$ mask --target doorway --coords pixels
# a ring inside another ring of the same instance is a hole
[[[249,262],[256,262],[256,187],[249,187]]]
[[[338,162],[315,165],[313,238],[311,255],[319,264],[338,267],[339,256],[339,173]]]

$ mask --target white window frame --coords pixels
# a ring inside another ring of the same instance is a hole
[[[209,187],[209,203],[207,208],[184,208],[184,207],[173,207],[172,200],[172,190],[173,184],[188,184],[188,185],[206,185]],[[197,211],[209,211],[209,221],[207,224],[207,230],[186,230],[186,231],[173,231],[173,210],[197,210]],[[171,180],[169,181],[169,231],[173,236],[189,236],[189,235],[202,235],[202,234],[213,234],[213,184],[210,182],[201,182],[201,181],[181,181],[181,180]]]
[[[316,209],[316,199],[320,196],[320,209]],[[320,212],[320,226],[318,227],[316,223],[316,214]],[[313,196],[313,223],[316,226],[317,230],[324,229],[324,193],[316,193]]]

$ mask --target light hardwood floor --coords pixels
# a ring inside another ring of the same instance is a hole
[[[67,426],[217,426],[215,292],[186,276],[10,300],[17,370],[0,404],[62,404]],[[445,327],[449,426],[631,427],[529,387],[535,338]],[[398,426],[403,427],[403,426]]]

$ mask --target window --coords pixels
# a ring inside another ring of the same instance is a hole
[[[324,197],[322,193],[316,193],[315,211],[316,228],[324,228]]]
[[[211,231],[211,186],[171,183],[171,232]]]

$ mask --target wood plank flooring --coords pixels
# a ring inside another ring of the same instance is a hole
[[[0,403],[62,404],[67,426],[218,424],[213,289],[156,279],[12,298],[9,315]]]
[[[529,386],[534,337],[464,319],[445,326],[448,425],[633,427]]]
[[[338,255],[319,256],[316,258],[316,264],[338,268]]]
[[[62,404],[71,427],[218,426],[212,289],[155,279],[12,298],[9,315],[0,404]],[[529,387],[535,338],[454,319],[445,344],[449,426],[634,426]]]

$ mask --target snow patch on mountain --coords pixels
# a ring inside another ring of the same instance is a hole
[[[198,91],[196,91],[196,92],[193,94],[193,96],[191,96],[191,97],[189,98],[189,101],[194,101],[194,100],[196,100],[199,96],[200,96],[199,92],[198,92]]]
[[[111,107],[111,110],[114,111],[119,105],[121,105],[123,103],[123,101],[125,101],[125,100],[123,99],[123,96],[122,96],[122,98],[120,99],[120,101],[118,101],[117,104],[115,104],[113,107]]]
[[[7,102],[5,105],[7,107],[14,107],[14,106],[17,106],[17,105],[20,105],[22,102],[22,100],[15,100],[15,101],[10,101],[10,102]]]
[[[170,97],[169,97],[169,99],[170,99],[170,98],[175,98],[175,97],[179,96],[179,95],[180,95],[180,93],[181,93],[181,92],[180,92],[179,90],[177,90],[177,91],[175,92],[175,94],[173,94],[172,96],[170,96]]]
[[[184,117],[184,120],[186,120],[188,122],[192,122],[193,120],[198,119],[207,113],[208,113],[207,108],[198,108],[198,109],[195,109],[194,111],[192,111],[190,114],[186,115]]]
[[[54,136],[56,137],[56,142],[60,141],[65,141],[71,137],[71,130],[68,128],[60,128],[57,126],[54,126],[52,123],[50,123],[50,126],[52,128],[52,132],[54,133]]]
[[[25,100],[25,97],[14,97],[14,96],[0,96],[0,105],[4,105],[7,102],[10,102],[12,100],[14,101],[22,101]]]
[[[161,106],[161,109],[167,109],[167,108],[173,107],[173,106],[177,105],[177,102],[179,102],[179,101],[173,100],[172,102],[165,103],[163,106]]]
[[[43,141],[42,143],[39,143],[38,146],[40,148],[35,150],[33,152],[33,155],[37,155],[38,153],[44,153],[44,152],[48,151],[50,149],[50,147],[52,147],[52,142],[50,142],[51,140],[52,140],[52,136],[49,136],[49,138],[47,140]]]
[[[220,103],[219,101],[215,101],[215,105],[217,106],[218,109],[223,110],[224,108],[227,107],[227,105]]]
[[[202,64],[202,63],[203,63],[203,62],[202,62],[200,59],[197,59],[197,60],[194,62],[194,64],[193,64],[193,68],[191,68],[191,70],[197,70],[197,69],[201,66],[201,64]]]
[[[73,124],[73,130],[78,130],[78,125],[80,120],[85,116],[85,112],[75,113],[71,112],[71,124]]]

------

With every line intact, reproduce the listing verbatim.

$ mask --target doorway --coords pixels
# a ring inside another ring of the same instance is a hole
[[[249,262],[256,262],[256,187],[249,187]]]
[[[338,162],[315,165],[313,238],[311,255],[319,264],[338,267],[339,256],[339,173]]]

$ mask --target white window frame --coords pixels
# a ring inside another ring of the same instance is a hole
[[[209,187],[209,203],[207,208],[184,208],[184,207],[173,207],[172,200],[172,190],[173,184],[188,184],[188,185],[206,185]],[[197,211],[209,211],[209,221],[207,224],[207,230],[186,230],[186,231],[173,231],[173,210],[197,210]],[[171,180],[169,181],[169,231],[173,236],[189,236],[189,235],[202,235],[202,234],[213,234],[213,184],[210,182],[201,182],[201,181],[181,181],[181,180]]]
[[[316,209],[316,199],[320,196],[320,209]],[[320,212],[320,226],[318,227],[316,223],[316,214]],[[313,196],[313,223],[316,226],[317,230],[324,229],[324,193],[316,193]]]

$ mask --target light hardwood floor --coords pixels
# a ring inside another ring of the same instance is a hole
[[[67,426],[217,426],[215,292],[186,276],[10,300],[17,370],[0,404],[62,404]],[[445,327],[449,426],[631,427],[529,387],[535,338]],[[398,426],[403,427],[403,426]]]

$ mask --target window --coords pixels
# a ring inside another ring of the same instance is a hole
[[[324,197],[322,193],[316,193],[315,211],[316,228],[324,228]]]
[[[211,231],[211,186],[171,183],[171,232]]]

$ mask --target wood plank flooring --coords pixels
# a ring inside another ring of the same instance is a hole
[[[0,403],[62,404],[67,426],[218,424],[213,289],[156,279],[12,298],[9,315]]]
[[[529,386],[534,337],[464,319],[445,326],[448,425],[633,427]]]
[[[338,255],[319,256],[316,258],[316,264],[338,268]]]
[[[62,404],[71,427],[218,426],[212,289],[155,279],[12,298],[9,315],[0,404]],[[529,387],[535,338],[454,319],[445,344],[449,426],[634,426]]]

$ mask --target snow patch on mountain --coords pixels
# a ring inside another ring of the same instance is a hole
[[[198,91],[196,91],[196,92],[193,94],[193,96],[191,96],[191,97],[189,98],[189,101],[194,101],[194,100],[196,100],[199,96],[200,96],[199,92],[198,92]]]
[[[111,107],[111,110],[114,111],[119,105],[121,105],[123,103],[123,101],[125,101],[125,100],[123,99],[123,96],[122,96],[122,98],[120,99],[120,101],[118,101],[117,104],[115,104],[113,107]]]
[[[7,102],[5,105],[7,107],[14,107],[14,106],[17,106],[17,105],[20,105],[22,102],[22,100],[15,100],[15,101],[10,101],[10,102]]]
[[[170,97],[169,97],[169,99],[170,99],[170,98],[175,98],[175,97],[179,96],[179,95],[180,95],[180,93],[181,93],[181,92],[180,92],[179,90],[177,90],[177,91],[175,92],[175,94],[173,94],[172,96],[170,96]]]
[[[184,117],[184,120],[186,120],[188,122],[192,122],[193,120],[198,119],[207,113],[208,113],[207,108],[198,108],[198,109],[195,109],[194,111],[192,111],[190,114],[186,115]]]
[[[54,136],[56,137],[56,142],[60,141],[65,141],[71,137],[71,130],[68,128],[60,128],[57,126],[54,126],[52,123],[50,123],[50,126],[52,128],[52,132],[54,133]]]
[[[25,100],[25,97],[14,97],[14,96],[0,96],[0,105],[4,105],[7,102],[10,102],[12,100],[14,101],[22,101]]]
[[[161,106],[161,109],[167,109],[167,108],[173,107],[173,106],[177,105],[177,102],[179,102],[179,101],[173,100],[172,102],[165,103],[163,106]]]
[[[43,141],[42,143],[39,143],[38,146],[40,148],[35,150],[33,152],[33,155],[37,155],[38,153],[44,153],[44,152],[48,151],[50,149],[50,147],[52,147],[52,142],[50,142],[51,140],[52,140],[52,136],[49,136],[49,138],[47,140]]]
[[[220,103],[219,101],[215,101],[215,105],[217,106],[218,109],[223,110],[224,108],[227,107],[227,105]]]
[[[202,64],[202,63],[203,63],[203,62],[202,62],[200,59],[197,59],[197,60],[194,62],[194,64],[193,64],[193,68],[191,68],[191,70],[197,70],[197,69],[201,66],[201,64]]]
[[[73,124],[73,130],[78,130],[78,125],[80,120],[85,116],[85,112],[75,113],[71,112],[71,124]]]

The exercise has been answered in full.